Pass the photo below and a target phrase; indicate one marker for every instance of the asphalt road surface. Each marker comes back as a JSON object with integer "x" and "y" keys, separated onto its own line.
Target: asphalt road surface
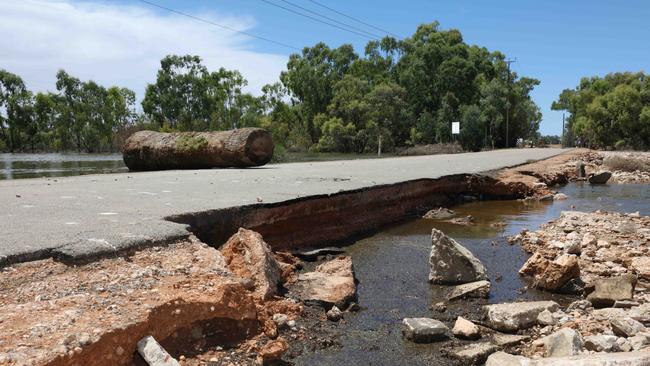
{"x": 90, "y": 214}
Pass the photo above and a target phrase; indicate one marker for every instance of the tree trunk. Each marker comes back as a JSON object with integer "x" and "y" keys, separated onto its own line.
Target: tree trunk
{"x": 149, "y": 150}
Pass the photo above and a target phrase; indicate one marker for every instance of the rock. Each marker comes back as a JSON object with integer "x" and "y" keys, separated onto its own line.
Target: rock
{"x": 313, "y": 255}
{"x": 272, "y": 350}
{"x": 580, "y": 170}
{"x": 637, "y": 358}
{"x": 510, "y": 317}
{"x": 451, "y": 263}
{"x": 424, "y": 330}
{"x": 439, "y": 213}
{"x": 505, "y": 359}
{"x": 641, "y": 266}
{"x": 626, "y": 327}
{"x": 551, "y": 275}
{"x": 601, "y": 343}
{"x": 478, "y": 289}
{"x": 506, "y": 340}
{"x": 560, "y": 197}
{"x": 280, "y": 320}
{"x": 334, "y": 314}
{"x": 473, "y": 354}
{"x": 600, "y": 178}
{"x": 248, "y": 256}
{"x": 331, "y": 283}
{"x": 606, "y": 291}
{"x": 546, "y": 318}
{"x": 564, "y": 342}
{"x": 639, "y": 341}
{"x": 153, "y": 353}
{"x": 464, "y": 328}
{"x": 465, "y": 220}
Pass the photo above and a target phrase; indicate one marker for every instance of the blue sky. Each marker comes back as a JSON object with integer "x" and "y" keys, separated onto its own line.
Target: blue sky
{"x": 556, "y": 42}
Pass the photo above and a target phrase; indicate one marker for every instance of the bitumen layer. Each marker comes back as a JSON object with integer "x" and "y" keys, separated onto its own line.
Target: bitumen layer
{"x": 91, "y": 215}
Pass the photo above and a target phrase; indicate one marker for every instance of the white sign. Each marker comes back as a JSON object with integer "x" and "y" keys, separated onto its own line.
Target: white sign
{"x": 455, "y": 128}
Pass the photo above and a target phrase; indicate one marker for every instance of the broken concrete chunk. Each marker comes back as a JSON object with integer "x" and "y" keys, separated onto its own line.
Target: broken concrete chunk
{"x": 600, "y": 178}
{"x": 606, "y": 291}
{"x": 424, "y": 330}
{"x": 564, "y": 342}
{"x": 551, "y": 275}
{"x": 601, "y": 343}
{"x": 248, "y": 256}
{"x": 313, "y": 255}
{"x": 505, "y": 359}
{"x": 478, "y": 289}
{"x": 626, "y": 327}
{"x": 511, "y": 317}
{"x": 473, "y": 354}
{"x": 451, "y": 263}
{"x": 272, "y": 350}
{"x": 332, "y": 283}
{"x": 153, "y": 353}
{"x": 464, "y": 328}
{"x": 439, "y": 213}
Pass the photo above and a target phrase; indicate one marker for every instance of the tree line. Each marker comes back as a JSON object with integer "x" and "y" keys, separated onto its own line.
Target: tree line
{"x": 398, "y": 93}
{"x": 608, "y": 112}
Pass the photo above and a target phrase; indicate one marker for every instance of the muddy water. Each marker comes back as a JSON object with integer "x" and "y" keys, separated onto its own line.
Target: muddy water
{"x": 392, "y": 269}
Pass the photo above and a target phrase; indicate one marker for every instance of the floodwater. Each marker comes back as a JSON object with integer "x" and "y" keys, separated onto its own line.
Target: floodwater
{"x": 392, "y": 270}
{"x": 18, "y": 166}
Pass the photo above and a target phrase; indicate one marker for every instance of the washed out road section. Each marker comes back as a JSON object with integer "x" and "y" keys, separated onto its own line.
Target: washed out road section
{"x": 87, "y": 215}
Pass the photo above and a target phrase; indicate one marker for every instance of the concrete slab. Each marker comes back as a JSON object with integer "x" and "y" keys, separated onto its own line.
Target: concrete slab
{"x": 98, "y": 214}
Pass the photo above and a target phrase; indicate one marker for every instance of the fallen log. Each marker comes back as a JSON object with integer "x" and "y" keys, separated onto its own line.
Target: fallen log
{"x": 150, "y": 150}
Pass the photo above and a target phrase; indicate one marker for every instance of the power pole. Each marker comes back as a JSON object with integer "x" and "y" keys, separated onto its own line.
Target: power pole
{"x": 562, "y": 141}
{"x": 508, "y": 62}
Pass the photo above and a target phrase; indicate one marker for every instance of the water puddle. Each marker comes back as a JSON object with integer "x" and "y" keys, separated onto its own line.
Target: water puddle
{"x": 392, "y": 269}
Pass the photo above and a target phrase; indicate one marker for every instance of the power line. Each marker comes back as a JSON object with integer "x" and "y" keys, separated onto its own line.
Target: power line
{"x": 330, "y": 19}
{"x": 316, "y": 19}
{"x": 353, "y": 18}
{"x": 219, "y": 25}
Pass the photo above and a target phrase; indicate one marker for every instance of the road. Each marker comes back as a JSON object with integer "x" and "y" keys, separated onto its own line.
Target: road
{"x": 87, "y": 214}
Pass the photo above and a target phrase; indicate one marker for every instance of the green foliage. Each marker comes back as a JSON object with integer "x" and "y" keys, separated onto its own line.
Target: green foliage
{"x": 610, "y": 111}
{"x": 471, "y": 132}
{"x": 398, "y": 93}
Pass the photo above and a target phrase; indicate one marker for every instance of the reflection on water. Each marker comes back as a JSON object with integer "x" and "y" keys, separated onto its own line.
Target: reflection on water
{"x": 17, "y": 166}
{"x": 392, "y": 268}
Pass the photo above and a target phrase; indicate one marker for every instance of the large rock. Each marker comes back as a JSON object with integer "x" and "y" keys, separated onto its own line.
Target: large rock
{"x": 473, "y": 354}
{"x": 248, "y": 256}
{"x": 564, "y": 342}
{"x": 551, "y": 275}
{"x": 331, "y": 283}
{"x": 637, "y": 358}
{"x": 150, "y": 150}
{"x": 424, "y": 330}
{"x": 464, "y": 328}
{"x": 451, "y": 263}
{"x": 511, "y": 317}
{"x": 153, "y": 353}
{"x": 606, "y": 291}
{"x": 600, "y": 178}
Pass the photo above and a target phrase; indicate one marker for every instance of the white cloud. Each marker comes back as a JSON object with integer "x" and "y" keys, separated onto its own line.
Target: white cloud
{"x": 118, "y": 44}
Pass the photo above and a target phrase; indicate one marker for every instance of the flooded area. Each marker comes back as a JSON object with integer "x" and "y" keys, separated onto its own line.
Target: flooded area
{"x": 19, "y": 166}
{"x": 392, "y": 269}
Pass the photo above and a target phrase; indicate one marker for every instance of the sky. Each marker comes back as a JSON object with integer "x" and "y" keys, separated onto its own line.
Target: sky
{"x": 121, "y": 42}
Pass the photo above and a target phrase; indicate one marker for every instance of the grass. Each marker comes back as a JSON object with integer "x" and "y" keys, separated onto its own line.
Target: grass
{"x": 626, "y": 164}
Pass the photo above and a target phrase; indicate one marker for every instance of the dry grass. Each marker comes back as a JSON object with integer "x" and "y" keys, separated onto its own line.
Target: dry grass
{"x": 627, "y": 163}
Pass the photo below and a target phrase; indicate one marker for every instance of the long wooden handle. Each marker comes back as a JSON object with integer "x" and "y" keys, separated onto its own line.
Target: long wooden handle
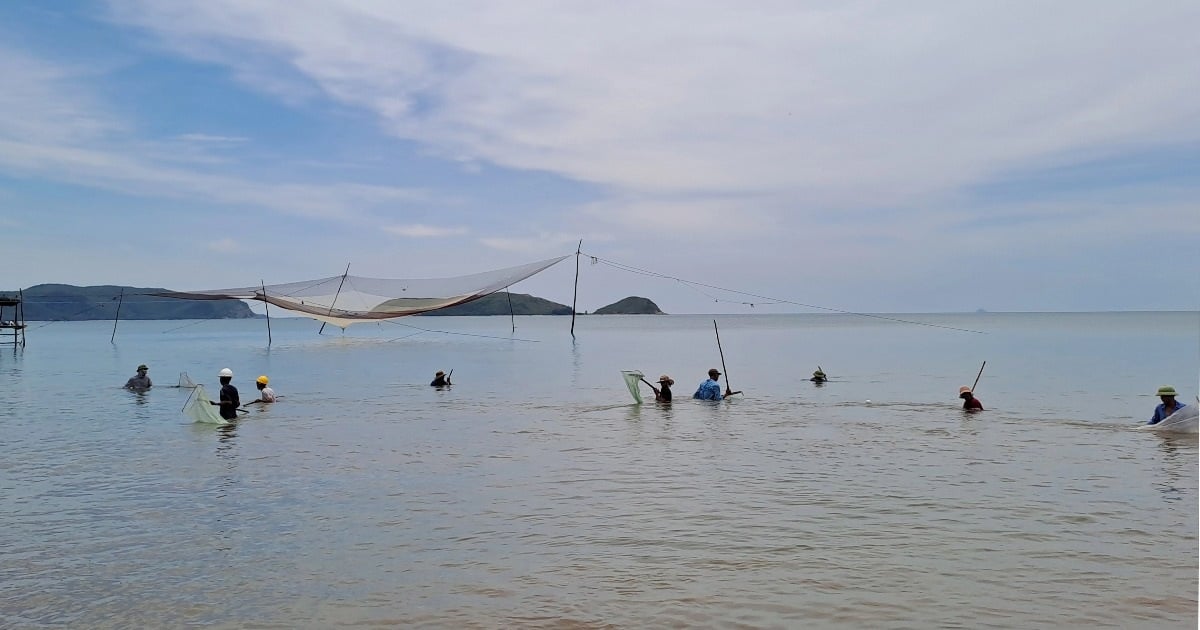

#### [Directions for this task]
The data above needs to be retyped exactly, with the images left out.

#### [Exercise output]
Pass the photo below and a target phrase; indicate one marker for every instance of the asphalt road surface. Each marker comes back as a JSON object with integer "x" and "y" keys, separated onto its own line.
Target: asphalt road surface
{"x": 90, "y": 214}
Pass the photo above and a target phrase; indicate one marker for every instance of the tree trunk. Each marker comes back as a JSON object with integer "x" and "y" keys, separated onto its own line.
Target: tree trunk
{"x": 149, "y": 150}
Pass the photo above and a target phrase; indicate one marker for every instance of the rock. Each marker comes back as a JSON object with integer "x" and "y" keys, separated onto its own line.
Target: rock
{"x": 313, "y": 255}
{"x": 272, "y": 350}
{"x": 580, "y": 170}
{"x": 637, "y": 358}
{"x": 510, "y": 317}
{"x": 451, "y": 263}
{"x": 424, "y": 330}
{"x": 439, "y": 213}
{"x": 505, "y": 359}
{"x": 641, "y": 266}
{"x": 626, "y": 327}
{"x": 551, "y": 275}
{"x": 601, "y": 343}
{"x": 478, "y": 289}
{"x": 506, "y": 340}
{"x": 560, "y": 197}
{"x": 280, "y": 320}
{"x": 334, "y": 314}
{"x": 473, "y": 354}
{"x": 600, "y": 178}
{"x": 248, "y": 256}
{"x": 331, "y": 283}
{"x": 606, "y": 291}
{"x": 546, "y": 318}
{"x": 564, "y": 342}
{"x": 639, "y": 341}
{"x": 153, "y": 353}
{"x": 464, "y": 328}
{"x": 465, "y": 220}
Pass the photo above and a target phrase; indicate one marker for every instance of the blue sky. Each marker comes back as a JSON object with integer "x" and "y" keys, separated onto its own line.
Target: blue sky
{"x": 556, "y": 42}
Pass the photo above and a target phrase; indicate one marker for every instance of the bitumen layer. Each marker comes back as a JSON object with integer "x" and "y" keys, separated onto its own line.
Target: bitumen layer
{"x": 91, "y": 215}
Pass the photo above and a target phrase; indicate one marker for every instance of the white sign. Each marker comes back as a JSON object with integer "x" and "y" keys, separated onto its own line.
Target: white sign
{"x": 455, "y": 128}
Pass the photo above and a target phrase; indicate one marker for every instance of the broken concrete chunk. Each marker comes back as a JSON object with integer "x" and "y" keys, separated onto its own line.
Target: broken concrete chunk
{"x": 600, "y": 178}
{"x": 606, "y": 291}
{"x": 424, "y": 330}
{"x": 564, "y": 342}
{"x": 551, "y": 275}
{"x": 601, "y": 343}
{"x": 248, "y": 256}
{"x": 313, "y": 255}
{"x": 505, "y": 359}
{"x": 478, "y": 289}
{"x": 626, "y": 327}
{"x": 511, "y": 317}
{"x": 473, "y": 354}
{"x": 451, "y": 263}
{"x": 272, "y": 350}
{"x": 332, "y": 283}
{"x": 153, "y": 353}
{"x": 464, "y": 328}
{"x": 439, "y": 213}
Pass the photo above and a target phrase; indicate one marker for every instance of the tree line. Each marker comes back as a JSON object with integer "x" and "y" keys, separated onto its own line.
Target: tree line
{"x": 398, "y": 93}
{"x": 608, "y": 112}
Pass the photo above and a target phrase; indicate one marker for every instance of the muddy water. Each marker comes back as a JSON object with integer "x" and "y" keys, separated onto its own line.
Target: muddy water
{"x": 392, "y": 269}
Pass the photo above and a target phrase; indicate one marker for every instance of the floodwater. Each marker comes back as a JSON object with integer "x" and "y" keys, separated onto its own line.
Target: floodwater
{"x": 392, "y": 270}
{"x": 18, "y": 166}
Pass the photo above and a target phrase; indicate one marker for every instance of the washed out road section. Each marker comes back as a JSON object with integer "x" and "y" keys, separated onto its own line.
Target: washed out road section
{"x": 87, "y": 215}
Pass the photo above and a target phrase; indicate one marker for every instance of the concrete slab. Each marker comes back as a JSON object with integer "x" and "y" keys, separated onto its own line.
Target: concrete slab
{"x": 98, "y": 214}
Pass the photo above and a target phrase; indicate one marker for every instance of the fallen log. Each marker comes back as a JSON object with integer "x" and "y" keys, separated onto its own line.
Target: fallen log
{"x": 150, "y": 150}
Pass the photo above and a target phrase; indicate one marker for every instance of the power pole. Each marker comes back as a JSON object with integer "x" and "y" keys, separated onto its own line.
Target: power pole
{"x": 562, "y": 141}
{"x": 508, "y": 62}
Pass the photo above and a target phrase; indicate one marker for every instance of the water puddle. Each marker comes back as a JSON object with integer "x" and "y" keys, separated onto its own line.
Target: water puddle
{"x": 392, "y": 269}
Pass the photo above and a target phrase; indicate one marker for every instance of the power line. Each marker comes back as a JSON object with integer "x" and "y" keys, separated onto its own line.
Target: power line
{"x": 330, "y": 19}
{"x": 316, "y": 19}
{"x": 353, "y": 18}
{"x": 219, "y": 25}
Pass the photo above and a target phrase; indicate one marker for every instance of the road. Each marker comes back as a JSON object with integer "x" and "y" keys, separated onto its own line.
Target: road
{"x": 87, "y": 214}
Pass the photo above and a target phrase; indicate one marker for every instance of the green foliage. Each marker comes back as a JSON object with integer "x" and "y" keys, separated onto its own line.
Target: green foliage
{"x": 610, "y": 111}
{"x": 471, "y": 132}
{"x": 398, "y": 93}
Pass the photo above and a target phrase; indicate one marker for every instance of the reflection on water. Each marker comes back as a JSON object with integer "x" and "y" keys, separated onto its own line.
Target: reflection on water
{"x": 17, "y": 166}
{"x": 392, "y": 268}
Pass the photo above and a target phrase; indicate one marker for every instance of the large rock. Each marker comes back as a JSON object with integer "x" and "y" keys, separated onto its own line.
Target: large rock
{"x": 473, "y": 354}
{"x": 248, "y": 256}
{"x": 564, "y": 342}
{"x": 551, "y": 275}
{"x": 331, "y": 283}
{"x": 637, "y": 358}
{"x": 150, "y": 150}
{"x": 424, "y": 330}
{"x": 464, "y": 328}
{"x": 451, "y": 263}
{"x": 511, "y": 317}
{"x": 153, "y": 353}
{"x": 606, "y": 291}
{"x": 600, "y": 178}
Pass the photo above and a target phrase; indicate one marker for every instance of the white cloud. Each marker comes back as a JSON object with integer "x" and "y" keys, separated onto its own line.
Target: white cloud
{"x": 118, "y": 44}
Pass the photo above and a target phrase; indicate one marker for every instance of the flooded area. Each marker comes back as a JSON object with integer "x" and "y" keys, separated onto its own line.
Target: flooded area
{"x": 19, "y": 166}
{"x": 392, "y": 269}
Pass the photo above and a target phrase; indicate one marker for every instance of the sky. Each marker comes back as a JSON object with integer "x" and "y" keys, separated onto its own line.
Target: sky
{"x": 121, "y": 42}
Pass the photo above and a target phrase; indicate one marker for every instance of the grass. Each marker comes back as a JSON object with integer "x" and "y" keys, separated onto its own line.
Target: grass
{"x": 626, "y": 164}
Pass the photo above and a target phrase; indicate one marker for every instance of the dry grass. Each marker comes back as a JSON object with integer "x" and "y" keys, separated onto its own line.
Target: dry grass
{"x": 627, "y": 163}
Pass the photo below and a target phrase; indicate one marker for every instance of the long wooden handle. Each marker comes back as a JSON object with integer "x" and "y" keys, separated onto its own line.
Target: long wooden handle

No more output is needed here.